## SET EXERCISE
Locate every line in the data below that contains the string "hair" and copy each of those lines in full. Case counts when matching.

## EXTRACTED RECORDS
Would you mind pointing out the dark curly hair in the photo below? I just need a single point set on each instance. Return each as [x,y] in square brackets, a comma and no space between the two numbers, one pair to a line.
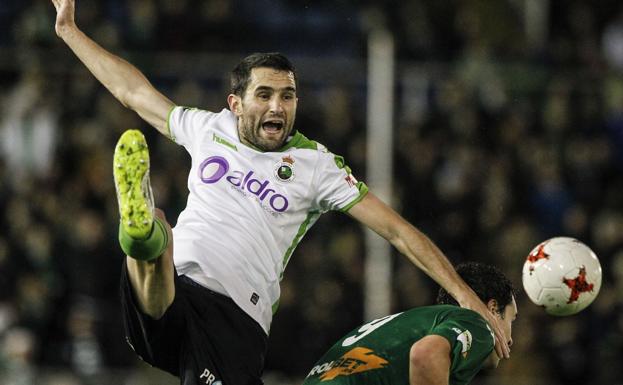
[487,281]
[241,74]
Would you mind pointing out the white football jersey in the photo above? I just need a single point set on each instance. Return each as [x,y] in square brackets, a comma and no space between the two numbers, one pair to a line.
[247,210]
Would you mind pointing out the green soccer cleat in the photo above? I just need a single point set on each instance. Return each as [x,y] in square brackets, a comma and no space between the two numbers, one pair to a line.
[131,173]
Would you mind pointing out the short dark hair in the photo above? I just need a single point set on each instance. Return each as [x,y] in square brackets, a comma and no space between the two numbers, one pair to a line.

--

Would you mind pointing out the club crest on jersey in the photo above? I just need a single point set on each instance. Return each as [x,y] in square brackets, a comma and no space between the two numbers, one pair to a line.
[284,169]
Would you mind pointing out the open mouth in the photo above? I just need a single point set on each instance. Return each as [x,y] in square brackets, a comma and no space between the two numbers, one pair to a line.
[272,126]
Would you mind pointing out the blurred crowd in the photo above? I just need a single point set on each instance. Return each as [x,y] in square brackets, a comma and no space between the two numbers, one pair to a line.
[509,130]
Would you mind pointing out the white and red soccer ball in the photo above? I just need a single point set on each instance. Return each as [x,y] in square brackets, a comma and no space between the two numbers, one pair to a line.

==

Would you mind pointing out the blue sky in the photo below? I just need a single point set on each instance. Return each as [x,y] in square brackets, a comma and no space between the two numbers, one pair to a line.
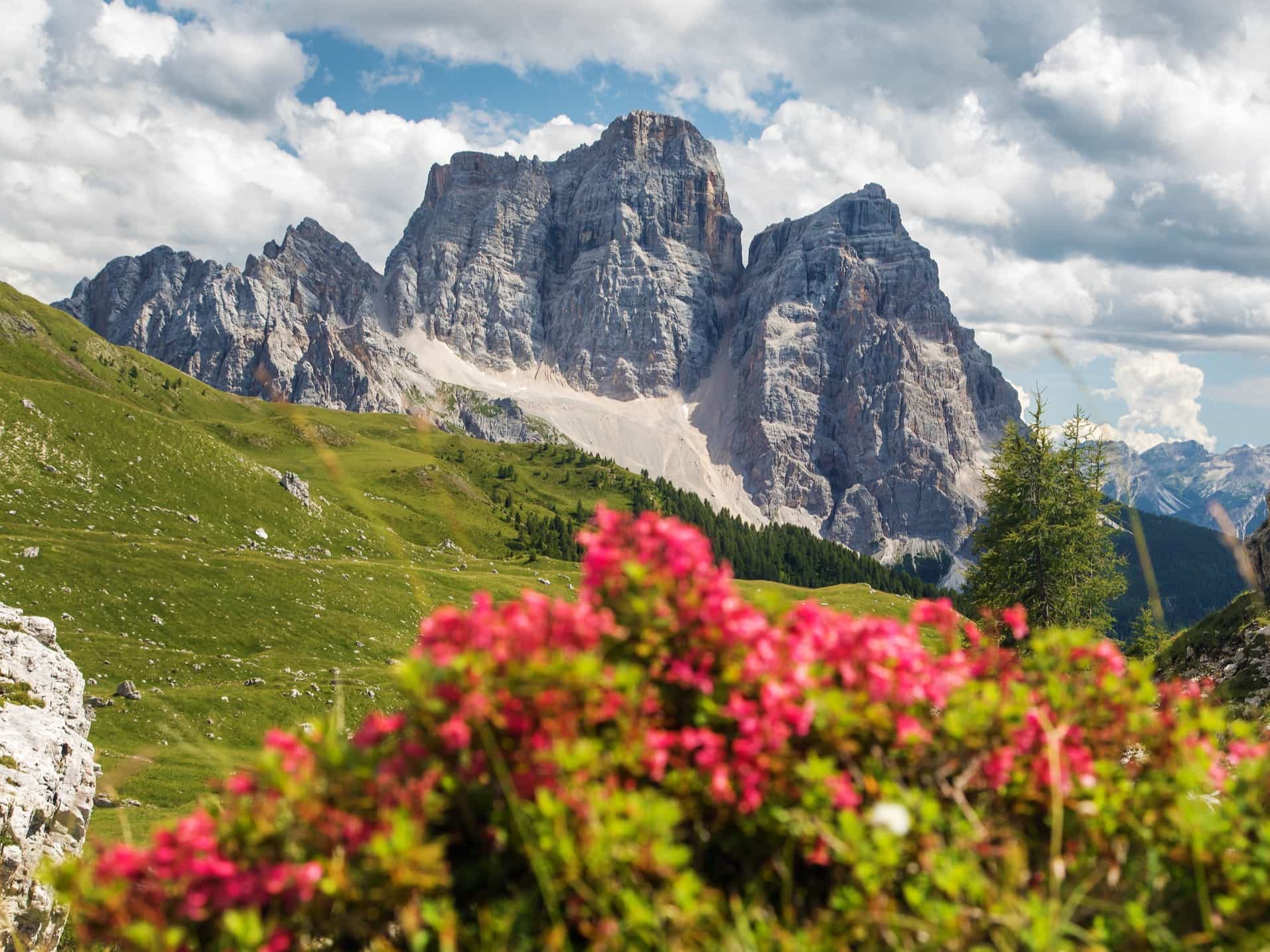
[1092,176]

## TASK SOLUTION
Would you mind pointing out the dark curly hair in the photo below? I just need a single point set on each instance. Return each as [x,y] in square brackets, a comma and no space between the two numbers, one pair to a line.
Would you mind pointing out the short dark hair in the photo above? I just need a single point set on each instance. Return each as [x,y] in square brackets, a comma and no space between the two numbers, one pair to a line.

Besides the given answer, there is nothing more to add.